- _Work instructions_: The whole listing must be printed again without any alteration.

[Start of Attachment]

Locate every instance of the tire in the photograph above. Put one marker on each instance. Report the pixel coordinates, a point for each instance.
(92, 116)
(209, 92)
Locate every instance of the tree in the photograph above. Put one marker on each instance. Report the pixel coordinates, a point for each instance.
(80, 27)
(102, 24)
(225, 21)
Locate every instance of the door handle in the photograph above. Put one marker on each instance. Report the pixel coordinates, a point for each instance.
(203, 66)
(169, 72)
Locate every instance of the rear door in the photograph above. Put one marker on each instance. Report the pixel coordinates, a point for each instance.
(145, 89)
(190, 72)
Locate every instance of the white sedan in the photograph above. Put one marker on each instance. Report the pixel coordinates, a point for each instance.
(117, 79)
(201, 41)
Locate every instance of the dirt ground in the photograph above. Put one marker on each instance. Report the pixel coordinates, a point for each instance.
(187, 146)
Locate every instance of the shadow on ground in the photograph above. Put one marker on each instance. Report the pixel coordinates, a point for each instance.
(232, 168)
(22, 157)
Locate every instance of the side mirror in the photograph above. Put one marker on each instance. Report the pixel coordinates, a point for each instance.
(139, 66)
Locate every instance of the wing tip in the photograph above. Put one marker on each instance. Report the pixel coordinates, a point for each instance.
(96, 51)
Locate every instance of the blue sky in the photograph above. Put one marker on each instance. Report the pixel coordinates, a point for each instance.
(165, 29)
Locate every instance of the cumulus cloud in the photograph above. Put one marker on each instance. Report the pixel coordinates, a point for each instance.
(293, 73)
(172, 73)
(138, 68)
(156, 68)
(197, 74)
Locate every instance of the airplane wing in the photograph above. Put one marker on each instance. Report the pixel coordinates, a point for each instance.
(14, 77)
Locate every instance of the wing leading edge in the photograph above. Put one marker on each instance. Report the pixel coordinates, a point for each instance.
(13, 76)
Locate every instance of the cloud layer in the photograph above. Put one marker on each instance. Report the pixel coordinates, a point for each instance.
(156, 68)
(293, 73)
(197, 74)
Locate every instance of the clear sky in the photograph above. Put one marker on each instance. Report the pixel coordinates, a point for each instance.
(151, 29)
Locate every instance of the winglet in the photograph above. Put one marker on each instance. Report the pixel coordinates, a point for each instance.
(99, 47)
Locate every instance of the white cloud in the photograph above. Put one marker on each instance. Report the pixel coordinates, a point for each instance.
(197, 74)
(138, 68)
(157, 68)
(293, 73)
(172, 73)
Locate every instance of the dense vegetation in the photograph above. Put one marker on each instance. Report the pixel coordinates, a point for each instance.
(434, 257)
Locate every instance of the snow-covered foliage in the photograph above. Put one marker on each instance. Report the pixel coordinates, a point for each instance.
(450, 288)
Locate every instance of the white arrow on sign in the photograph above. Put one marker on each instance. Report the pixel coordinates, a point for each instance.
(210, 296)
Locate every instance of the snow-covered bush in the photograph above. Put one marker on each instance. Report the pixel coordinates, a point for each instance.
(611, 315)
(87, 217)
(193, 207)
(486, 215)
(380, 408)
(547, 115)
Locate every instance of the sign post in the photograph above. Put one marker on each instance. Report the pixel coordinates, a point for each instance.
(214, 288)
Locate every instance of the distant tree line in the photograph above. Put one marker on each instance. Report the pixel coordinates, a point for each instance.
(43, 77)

[End of Attachment]

- _Exercise solution_:
Locate every instance of the tire in the photograph above. Put one marker on each instance. Report the pixel coordinates, a point for each instance.
(92, 116)
(209, 92)
Locate every instance of the tree in the photograph above. Put one marker on each instance. Report the pixel coordinates, a point for each instance.
(80, 27)
(102, 24)
(225, 21)
Locate every instance of the door handle in the photograph above. Put one marker on each instance. Report the pixel coordinates, a point for each instance.
(203, 66)
(169, 72)
Locate every instance of the rear door in the photograph above. Put one marker on each instance. Report the pixel coordinates, a point for each instance.
(145, 89)
(190, 72)
Locate every instance of the white sedan in the photograph above. Put one marker on each instance. Report the pixel coordinates, a point for each instance.
(117, 79)
(201, 41)
Locate every instance of the dirt ground in the photograph above. Put one marker on each instance. Report the pixel coordinates, a point for each instance.
(187, 146)
Locate every instance of the shadow on ground in the photograph above. Put one marker on each instance. Report the pixel coordinates, a point for each instance.
(232, 168)
(22, 157)
Locate every instance of the side mirror in the photograph above. Put one marker on each instance. Report the pixel coordinates, a point for each instance.
(139, 66)
Locate every instance of the wing tip in the photograph above. Put one marker on each instance. Report the pixel coordinates, a point for each instance.
(96, 51)
Locate every instance of the blue sky in the photograph above. Put one marker on each instance. Report the pixel coordinates, a point for each instance.
(165, 29)
Locate every instance of the cumulus cloud in the photograph above. Put one marker on each instance. Report the pixel coordinates, a point for each instance.
(293, 73)
(172, 73)
(138, 68)
(156, 68)
(197, 74)
Locate every instance of the airplane wing in the photograph above. Put one marker on each instance. Report the pixel coordinates, a point for each instance.
(14, 77)
Locate every instance of the wing leading edge in the photograph above. Put one marker on each instance. Report the pixel coordinates, a point for each instance.
(13, 76)
Locate every instance of the cloud layer in the photograph above. Put one marker on each instance. Report the pixel coordinates, a point for each instance.
(156, 68)
(293, 73)
(197, 74)
Locate every instance of the clear sky in the photograph above. Put one marker on each instance. Report the pixel coordinates, a point for each instance.
(151, 29)
Locate every instance of the winglet in the photograph above. Put one marker on each instance. Report the pixel coordinates, a point for each instance.
(99, 47)
Locate every instance of the white cloud in the photograph above. Put one marker on each instance. Report the pixel coordinates, a point for each instance.
(197, 74)
(138, 68)
(157, 68)
(293, 73)
(172, 73)
Locate every instance of the dense vegetation in the photograph above. Put one marker on each instance. Report the pixel coordinates, a point for each instance.
(434, 257)
Locate every instance of the snow-covered foliage in the photograph above. Put one marker on each instance. Report the pixel coordinates, a point for each instance.
(450, 288)
Locate every instance of the white arrow on sign in the photograph above. Put one marker on each instance. Report the pixel coordinates, a point for each instance.
(210, 296)
Locate every instance of the snow-covered bush in the photograph above. Put one marker on each instance. Report the pixel coordinates, a point for each instance.
(611, 315)
(87, 217)
(193, 207)
(486, 215)
(380, 408)
(547, 115)
Locate every instance of the sign post in the photograph above. Put one marker on each instance. Report the pixel coordinates, a point for each instance.
(214, 288)
Locate every instance of the distant tree line in the photograph above. Put one marker on each instance. Report the pixel coordinates, a point for each instance.
(43, 77)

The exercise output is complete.